» Extrahierter Text:
--*--

Ganz von der Hand zu weisen ist die Argumentation, dass eine Illegalisierung eine gewisse Abschreckung bewirkt, zwar nicht – im Falle von schwer süchtigmachenden Substanzen liegt hier allerdings auch eine besondere Perfidie gegenüber den Menschen vor, die vielleicht aus Dummheit mal einen Fehler gemacht haben. Denn letztlich treibt man diese Menschen nun dazu, sich auf einem unübersichtlichen Markt zu versorgen, der weder Qualitätskontrollen kennt, noch in irgendeiner Form Sicherheiten kennt. Da sich jeder dort agierende Mensch immer mit einem Fuß im Gefängnis befindet, ist es nur logisch, dass sich so ein Milieu bildet, dass im Großen und Ganzen durch Gewalt und Einschüchterung zusammenhält. Sobald man illegale Drogen erwirbt, verwirkt man jegliche rechtliche Sicherheit. Klar kann ich meinen Dealer nicht verklagen! Also auf’s Maul!
Insofern ist die Aussage von Gray, dass die Betroffenen im Falle einer Freigabe von Drogen gesünder leben würden, kein lahmes Umherlabern, sondern ein handfestes Argument. Denn im Falle einer Legalisierung könnte man natürlich eine Art Qualitätssicherung einführen. Man könnte juristische Rahmen für die Geschäfte entwerfen – und das ist ja nicht alles.

--*--

» Material:
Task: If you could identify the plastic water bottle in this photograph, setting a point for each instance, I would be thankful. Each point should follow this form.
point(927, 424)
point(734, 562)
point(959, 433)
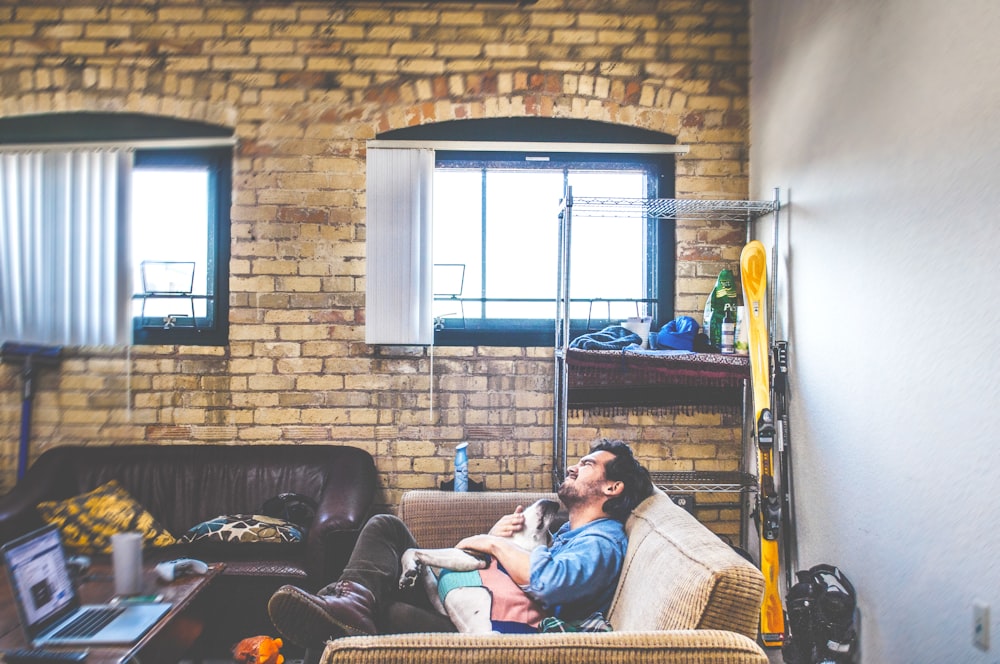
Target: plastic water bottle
point(462, 467)
point(728, 345)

--*--

» Aufgabe 1: Extrahieren Sie aus dem extrahierten Text den Abschnitt von „Ganz von der“ bis einschließlich „Also auf’s Maul!“.
» Aufgabe 2: Was könnte man laut dem Text zur Drogenfreigabe im Falle einer Legalisierung einführen?
» Aufgabe 3:
Prüfen Sie, ob die folgenden Aussagen mit dem Text zur Drogenfreigabe übereinstimmen. Antworten Sie jeweils mit Ja oder Nein und zitieren Sie die entscheidenden Worte des Textes.
(a) Eine Illegalisierung hat laut Text überhaupt keine abschreckende Wirkung.
(b) Wer illegale Drogen erwirbt, verwirkt laut Text jegliche rechtliche Sicherheit.
(c) Grays Aussage wird im Text als lahmes Umherlabern bezeichnet.

» Lösung 1:
Ganz von der Hand zu weisen ist die Argumentation, dass eine Illegalisierung eine gewisse Abschreckung bewirkt, zwar nicht – im Falle von schwer süchtigmachenden Substanzen liegt hier allerdings auch eine besondere Perfidie gegenüber den Menschen vor, die vielleicht aus Dummheit mal einen Fehler gemacht haben. Denn letztlich treibt man diese Menschen nun dazu, sich auf einem unübersichtlichen Markt zu versorgen, der weder Qualitätskontrollen kennt, noch in irgendeiner Form Sicherheiten kennt. Da sich jeder dort agierende Mensch immer mit einem Fuß im Gefängnis befindet, ist es nur logisch, dass sich so ein Milieu bildet, dass im Großen und Ganzen durch Gewalt und Einschüchterung zusammenhält. Sobald man illegale Drogen erwirbt, verwirkt man jegliche rechtliche Sicherheit. Klar kann ich meinen Dealer nicht verklagen! Also auf’s Maul!

» Lösung 2: Eine Art Qualitätssicherung.

» Lösung 3:
(a) Nein: „Ganz von der Hand zu weisen ist die Argumentation, dass eine Illegalisierung eine gewisse Abschreckung bewirkt, zwar nicht“
(b) Ja: „Sobald man illegale Drogen erwirbt, verwirkt man jegliche rechtliche Sicherheit.“
(c) Nein: „kein lahmes Umherlabern, sondern ein handfestes Argument“